Selection:
═══

Camille Bened

Personal information
- Nationality: French
- Born: 6 September 2000 (age 25) Évian-les-Bains, France

Sport
- Country: France
- Sport: Biathlon

Medal record
Women's biathlon
Representing France
Olympic Games
| Gold medal – first place | 2026 Milano Cortina | 4 × 6 km relay |
European Championships
| Silver medal – second place | 2024 Osrblie | Mixed relay |
| Silver medal – second place | 2025 Val Martello | 4 × 6 km relay |
Junior World Championships
| Gold medal – first place | 2018 Otepää | 4 × 6 km relay |
| Gold medal – first place | 2019 Osrblie | 4 × 6 km relay |
| Gold medal – first place | 2020 Lenzerheide | 4 × 6 km relay |
| Gold medal – first place | 2021 Obertilliach | 4 × 6 km relay |
| Gold medal – first place | 2021 Obertilliach | 12.5 km Individual |

= Camille Bened =

French biathlete (born 2000)

Camille Bened (born 6 September 2000) is a French biathlete. She is the 2026 Olympic Champion in relay.

==Career==
Camille Bened competed exclusively in junior-level events from 2016 to 2019. She made her debut in the IBU Junior Cup in December 2016 in Lenzerheide and celebrated her first victory with the relay team during the same season. In February 2017, she emerged as one of the most successful athletes at the European Youth Olympic Festival, winning a gold, silver, and bronze medal. The following winter, she achieved two individual podium finishes and, alongside Myrtille Bègue and Lou Jeanmonnot, secured the relay gold at the Youth World Championships. In December 2018, Bened won her first individual Junior Cup race and defended the relay title at the Youth World Championships with Jeanmonnot and Sophie Chauveau. At the 2019 Junior European Championships, she achieved victories in the individual and sprint races thanks to her flawless shooting.

═══

Labeled object pointing entries:

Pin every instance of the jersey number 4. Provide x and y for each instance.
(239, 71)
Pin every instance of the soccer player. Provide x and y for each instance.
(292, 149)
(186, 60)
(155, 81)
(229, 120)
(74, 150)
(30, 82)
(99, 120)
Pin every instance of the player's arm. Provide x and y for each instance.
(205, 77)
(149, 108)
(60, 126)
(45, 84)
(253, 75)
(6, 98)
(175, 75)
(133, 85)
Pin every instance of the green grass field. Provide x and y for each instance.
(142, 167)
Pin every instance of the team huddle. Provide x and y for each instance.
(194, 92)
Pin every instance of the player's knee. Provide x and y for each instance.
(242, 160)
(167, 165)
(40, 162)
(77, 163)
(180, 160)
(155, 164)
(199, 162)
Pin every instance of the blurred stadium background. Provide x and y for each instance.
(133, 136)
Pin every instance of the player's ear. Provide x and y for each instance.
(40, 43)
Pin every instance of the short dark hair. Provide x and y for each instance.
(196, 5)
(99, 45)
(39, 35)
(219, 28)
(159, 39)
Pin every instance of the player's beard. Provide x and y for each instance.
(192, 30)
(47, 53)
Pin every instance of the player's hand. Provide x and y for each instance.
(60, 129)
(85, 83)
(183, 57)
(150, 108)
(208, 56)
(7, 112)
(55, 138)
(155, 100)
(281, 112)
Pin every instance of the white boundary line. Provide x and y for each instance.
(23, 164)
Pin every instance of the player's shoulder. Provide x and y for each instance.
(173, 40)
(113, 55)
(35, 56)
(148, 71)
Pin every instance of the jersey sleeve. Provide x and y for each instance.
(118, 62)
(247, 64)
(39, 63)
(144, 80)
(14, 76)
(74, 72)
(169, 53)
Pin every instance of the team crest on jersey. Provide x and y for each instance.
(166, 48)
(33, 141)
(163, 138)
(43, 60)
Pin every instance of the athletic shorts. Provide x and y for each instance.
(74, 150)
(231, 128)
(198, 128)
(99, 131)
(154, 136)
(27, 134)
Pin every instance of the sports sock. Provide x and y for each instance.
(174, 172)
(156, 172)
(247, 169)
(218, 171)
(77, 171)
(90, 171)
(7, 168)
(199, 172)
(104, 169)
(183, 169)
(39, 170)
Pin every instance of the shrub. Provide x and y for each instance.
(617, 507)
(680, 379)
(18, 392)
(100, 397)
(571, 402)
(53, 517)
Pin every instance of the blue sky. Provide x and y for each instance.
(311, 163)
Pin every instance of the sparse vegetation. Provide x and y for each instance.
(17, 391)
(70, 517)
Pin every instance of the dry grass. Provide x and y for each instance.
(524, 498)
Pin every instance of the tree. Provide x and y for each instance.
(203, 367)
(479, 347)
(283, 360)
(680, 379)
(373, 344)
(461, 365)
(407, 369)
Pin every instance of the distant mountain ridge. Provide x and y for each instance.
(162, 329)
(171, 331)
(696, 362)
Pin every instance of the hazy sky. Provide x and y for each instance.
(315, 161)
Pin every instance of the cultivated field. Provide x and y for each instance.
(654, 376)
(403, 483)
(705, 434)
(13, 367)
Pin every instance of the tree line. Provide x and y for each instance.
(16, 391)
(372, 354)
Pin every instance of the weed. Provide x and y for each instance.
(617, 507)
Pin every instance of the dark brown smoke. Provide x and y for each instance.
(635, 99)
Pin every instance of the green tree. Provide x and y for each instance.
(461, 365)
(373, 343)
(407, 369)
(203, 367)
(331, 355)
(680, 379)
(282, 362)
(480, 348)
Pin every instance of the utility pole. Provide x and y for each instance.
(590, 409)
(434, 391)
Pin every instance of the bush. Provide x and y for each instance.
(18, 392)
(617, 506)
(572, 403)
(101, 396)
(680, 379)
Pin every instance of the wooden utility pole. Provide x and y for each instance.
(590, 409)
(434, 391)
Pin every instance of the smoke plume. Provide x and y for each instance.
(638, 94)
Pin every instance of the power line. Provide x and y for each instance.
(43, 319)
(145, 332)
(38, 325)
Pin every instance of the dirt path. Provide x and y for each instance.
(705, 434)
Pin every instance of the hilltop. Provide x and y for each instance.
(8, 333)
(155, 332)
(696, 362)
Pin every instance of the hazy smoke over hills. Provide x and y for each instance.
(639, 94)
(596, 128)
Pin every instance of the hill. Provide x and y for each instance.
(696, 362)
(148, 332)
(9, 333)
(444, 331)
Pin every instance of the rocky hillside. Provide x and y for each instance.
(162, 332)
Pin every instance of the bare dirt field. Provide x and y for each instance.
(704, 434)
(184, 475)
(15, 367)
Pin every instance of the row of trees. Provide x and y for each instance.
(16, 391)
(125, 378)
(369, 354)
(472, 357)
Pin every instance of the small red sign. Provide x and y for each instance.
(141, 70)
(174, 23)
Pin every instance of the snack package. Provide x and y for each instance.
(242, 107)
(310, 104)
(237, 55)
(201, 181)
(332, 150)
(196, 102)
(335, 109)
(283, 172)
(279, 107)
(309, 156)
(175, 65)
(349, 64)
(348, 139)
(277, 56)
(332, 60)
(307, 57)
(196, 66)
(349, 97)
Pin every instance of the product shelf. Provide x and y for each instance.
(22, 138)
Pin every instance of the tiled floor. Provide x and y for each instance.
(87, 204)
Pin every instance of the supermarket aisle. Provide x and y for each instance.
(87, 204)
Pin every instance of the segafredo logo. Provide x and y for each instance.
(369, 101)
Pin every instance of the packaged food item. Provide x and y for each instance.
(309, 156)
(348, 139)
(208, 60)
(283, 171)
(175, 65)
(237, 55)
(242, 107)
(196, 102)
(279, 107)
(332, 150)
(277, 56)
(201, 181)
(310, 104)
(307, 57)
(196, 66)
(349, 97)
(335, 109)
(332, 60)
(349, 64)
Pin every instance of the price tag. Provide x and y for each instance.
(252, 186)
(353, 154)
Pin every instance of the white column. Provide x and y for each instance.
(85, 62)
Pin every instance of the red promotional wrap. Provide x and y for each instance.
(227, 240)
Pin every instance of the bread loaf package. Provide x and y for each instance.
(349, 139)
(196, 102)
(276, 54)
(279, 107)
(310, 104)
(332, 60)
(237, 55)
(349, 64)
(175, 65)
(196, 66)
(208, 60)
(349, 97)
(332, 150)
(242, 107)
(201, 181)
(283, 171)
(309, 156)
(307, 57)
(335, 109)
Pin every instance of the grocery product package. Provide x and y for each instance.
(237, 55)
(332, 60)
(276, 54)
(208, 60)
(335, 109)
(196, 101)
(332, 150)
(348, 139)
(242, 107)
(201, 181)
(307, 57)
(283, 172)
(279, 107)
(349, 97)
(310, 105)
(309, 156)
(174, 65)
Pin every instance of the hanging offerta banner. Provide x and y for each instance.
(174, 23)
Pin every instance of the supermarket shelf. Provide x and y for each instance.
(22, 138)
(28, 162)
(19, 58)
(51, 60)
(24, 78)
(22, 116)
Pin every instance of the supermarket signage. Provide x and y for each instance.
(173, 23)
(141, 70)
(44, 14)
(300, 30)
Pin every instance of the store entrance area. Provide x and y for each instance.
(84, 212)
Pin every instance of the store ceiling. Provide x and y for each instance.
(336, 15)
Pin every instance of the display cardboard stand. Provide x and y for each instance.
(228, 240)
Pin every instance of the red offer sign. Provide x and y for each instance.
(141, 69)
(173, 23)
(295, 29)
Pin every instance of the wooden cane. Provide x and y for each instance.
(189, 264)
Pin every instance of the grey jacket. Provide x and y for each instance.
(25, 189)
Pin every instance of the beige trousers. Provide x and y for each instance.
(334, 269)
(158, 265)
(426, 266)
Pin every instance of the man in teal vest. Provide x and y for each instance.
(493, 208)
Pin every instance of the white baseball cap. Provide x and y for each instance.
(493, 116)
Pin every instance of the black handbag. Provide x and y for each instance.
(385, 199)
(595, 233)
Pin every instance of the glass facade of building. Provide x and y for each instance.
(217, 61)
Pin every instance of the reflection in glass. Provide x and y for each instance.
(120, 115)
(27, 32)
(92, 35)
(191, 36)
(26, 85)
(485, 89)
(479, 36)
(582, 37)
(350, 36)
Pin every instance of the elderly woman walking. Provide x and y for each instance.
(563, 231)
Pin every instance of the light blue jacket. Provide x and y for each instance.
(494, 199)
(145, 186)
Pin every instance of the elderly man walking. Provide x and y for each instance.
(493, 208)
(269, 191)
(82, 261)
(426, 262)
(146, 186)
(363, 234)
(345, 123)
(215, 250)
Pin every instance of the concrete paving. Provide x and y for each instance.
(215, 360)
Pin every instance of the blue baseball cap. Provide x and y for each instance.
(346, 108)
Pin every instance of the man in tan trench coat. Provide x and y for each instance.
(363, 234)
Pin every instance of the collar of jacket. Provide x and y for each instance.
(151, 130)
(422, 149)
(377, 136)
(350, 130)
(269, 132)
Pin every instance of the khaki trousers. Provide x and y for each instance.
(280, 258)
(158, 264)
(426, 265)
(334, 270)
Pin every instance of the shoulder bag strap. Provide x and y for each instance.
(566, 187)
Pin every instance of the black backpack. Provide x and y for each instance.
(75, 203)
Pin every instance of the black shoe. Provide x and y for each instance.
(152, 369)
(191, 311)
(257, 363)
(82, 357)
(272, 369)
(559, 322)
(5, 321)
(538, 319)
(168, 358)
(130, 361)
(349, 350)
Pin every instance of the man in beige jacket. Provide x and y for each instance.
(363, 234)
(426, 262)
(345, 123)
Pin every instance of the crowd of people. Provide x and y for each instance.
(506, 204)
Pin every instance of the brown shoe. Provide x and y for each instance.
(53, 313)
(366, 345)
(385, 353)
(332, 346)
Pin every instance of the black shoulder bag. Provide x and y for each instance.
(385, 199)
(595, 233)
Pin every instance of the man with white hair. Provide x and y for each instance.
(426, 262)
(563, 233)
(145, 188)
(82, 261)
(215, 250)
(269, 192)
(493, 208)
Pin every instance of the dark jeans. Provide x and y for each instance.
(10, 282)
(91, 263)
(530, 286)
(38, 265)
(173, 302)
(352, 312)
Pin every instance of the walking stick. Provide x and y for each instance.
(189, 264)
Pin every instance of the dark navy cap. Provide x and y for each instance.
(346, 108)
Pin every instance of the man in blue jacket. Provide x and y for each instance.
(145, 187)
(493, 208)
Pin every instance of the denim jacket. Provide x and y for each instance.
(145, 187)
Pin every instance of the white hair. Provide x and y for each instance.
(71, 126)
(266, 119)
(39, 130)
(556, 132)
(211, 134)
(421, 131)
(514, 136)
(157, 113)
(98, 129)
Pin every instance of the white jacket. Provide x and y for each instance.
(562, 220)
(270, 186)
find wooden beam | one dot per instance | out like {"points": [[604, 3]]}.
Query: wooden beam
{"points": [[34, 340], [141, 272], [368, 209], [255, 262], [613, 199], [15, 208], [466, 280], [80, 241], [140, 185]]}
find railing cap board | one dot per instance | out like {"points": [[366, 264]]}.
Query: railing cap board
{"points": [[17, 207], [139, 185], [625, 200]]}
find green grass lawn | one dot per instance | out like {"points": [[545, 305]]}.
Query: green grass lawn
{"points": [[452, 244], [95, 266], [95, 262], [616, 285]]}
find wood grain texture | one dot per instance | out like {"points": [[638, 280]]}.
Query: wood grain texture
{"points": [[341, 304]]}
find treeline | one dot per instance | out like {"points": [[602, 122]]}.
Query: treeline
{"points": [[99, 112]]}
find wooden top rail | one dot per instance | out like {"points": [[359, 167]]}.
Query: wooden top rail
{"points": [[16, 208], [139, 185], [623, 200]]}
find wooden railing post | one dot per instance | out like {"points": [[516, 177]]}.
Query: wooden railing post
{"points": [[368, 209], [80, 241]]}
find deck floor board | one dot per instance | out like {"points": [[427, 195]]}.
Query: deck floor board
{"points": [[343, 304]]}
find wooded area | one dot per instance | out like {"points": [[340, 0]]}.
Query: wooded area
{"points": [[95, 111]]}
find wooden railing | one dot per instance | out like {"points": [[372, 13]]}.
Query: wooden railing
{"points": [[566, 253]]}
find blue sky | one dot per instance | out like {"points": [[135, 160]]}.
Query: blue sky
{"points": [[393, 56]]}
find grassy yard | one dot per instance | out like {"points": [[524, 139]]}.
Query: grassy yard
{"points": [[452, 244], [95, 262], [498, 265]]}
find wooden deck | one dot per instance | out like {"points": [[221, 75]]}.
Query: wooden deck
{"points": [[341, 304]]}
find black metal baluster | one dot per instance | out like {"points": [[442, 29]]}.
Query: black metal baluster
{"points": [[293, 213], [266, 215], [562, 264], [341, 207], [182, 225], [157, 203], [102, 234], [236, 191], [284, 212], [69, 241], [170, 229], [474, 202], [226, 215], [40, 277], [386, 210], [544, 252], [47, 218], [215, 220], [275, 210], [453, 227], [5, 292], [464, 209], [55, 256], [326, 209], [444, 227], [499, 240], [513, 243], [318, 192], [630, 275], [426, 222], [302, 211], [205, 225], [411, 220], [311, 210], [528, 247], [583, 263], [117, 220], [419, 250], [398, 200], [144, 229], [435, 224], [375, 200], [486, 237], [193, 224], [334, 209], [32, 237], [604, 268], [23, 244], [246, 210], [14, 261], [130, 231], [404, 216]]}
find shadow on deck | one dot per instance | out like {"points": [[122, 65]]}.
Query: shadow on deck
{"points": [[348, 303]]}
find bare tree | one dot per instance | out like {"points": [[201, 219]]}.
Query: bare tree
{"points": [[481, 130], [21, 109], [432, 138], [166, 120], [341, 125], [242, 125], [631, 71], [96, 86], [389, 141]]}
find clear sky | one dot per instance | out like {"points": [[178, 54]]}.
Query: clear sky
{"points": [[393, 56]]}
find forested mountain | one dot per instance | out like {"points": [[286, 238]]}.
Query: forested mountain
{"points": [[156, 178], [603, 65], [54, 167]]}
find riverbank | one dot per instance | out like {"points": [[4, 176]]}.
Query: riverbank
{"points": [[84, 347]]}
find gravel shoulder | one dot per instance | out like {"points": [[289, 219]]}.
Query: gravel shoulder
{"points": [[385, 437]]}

═══

Work to be completed: Pick up the biography of Camille Bened after its last sentence and carry it on in the same style. These items were drawn from a separate source and have no connection to the biathlete's biography.

Reply to the task:
At the start of the 2019/20 season, Bened made her debut in the IBU Cup, finishing in the top 10 in her third race, the pursuit in Sjusjøen. She again claimed relay gold at the Junior World Championships, this time with Laura Boucaud, Lou Anne Chevat, and Paula Botet. Her best results at her first European Championships were 25th in the super sprint and 7th in the mixed relay. In January 2021, she reached her first individual IBU Cup podium with a third-place finish in Arber behind Russians Tatiana Akimova and Anastasia Shevchenko. Shortly after, she placed second with the mixed relay team. At the Junior World Championships, Bened won another relay gold and achieved her first and only individual title by winning the individual race. During the 2021/22 season, Bened placed in the top ten in individual races seven times, finishing fifth in the overall standings. She secured her first IBU Cup sprint victory in Osrblie and ended the season with another win in Ridnaun with the mixed relay. In the 2022/23 season, she again finished in the top ten eight times but only managed a single podium finish with the mixed relay, taking third place in Canmore. In January 2024, Bened won her first European Championships medal, claiming silver in the mixed relay alongside Théo Guiraud-Poillot, Antonin Guigonnat, and Océane Michelon, finishing behind the Norwegian team. That same winter, she secured three more IBU Cup podium finishes, narrowly missing a sprint victory in Arber in early February due to a shooting miss.

==Biathlon results==
All results are sourced from the International Biathlon Union.

===Olympic Games===
1 medals: 4 x 6 km relay (gold)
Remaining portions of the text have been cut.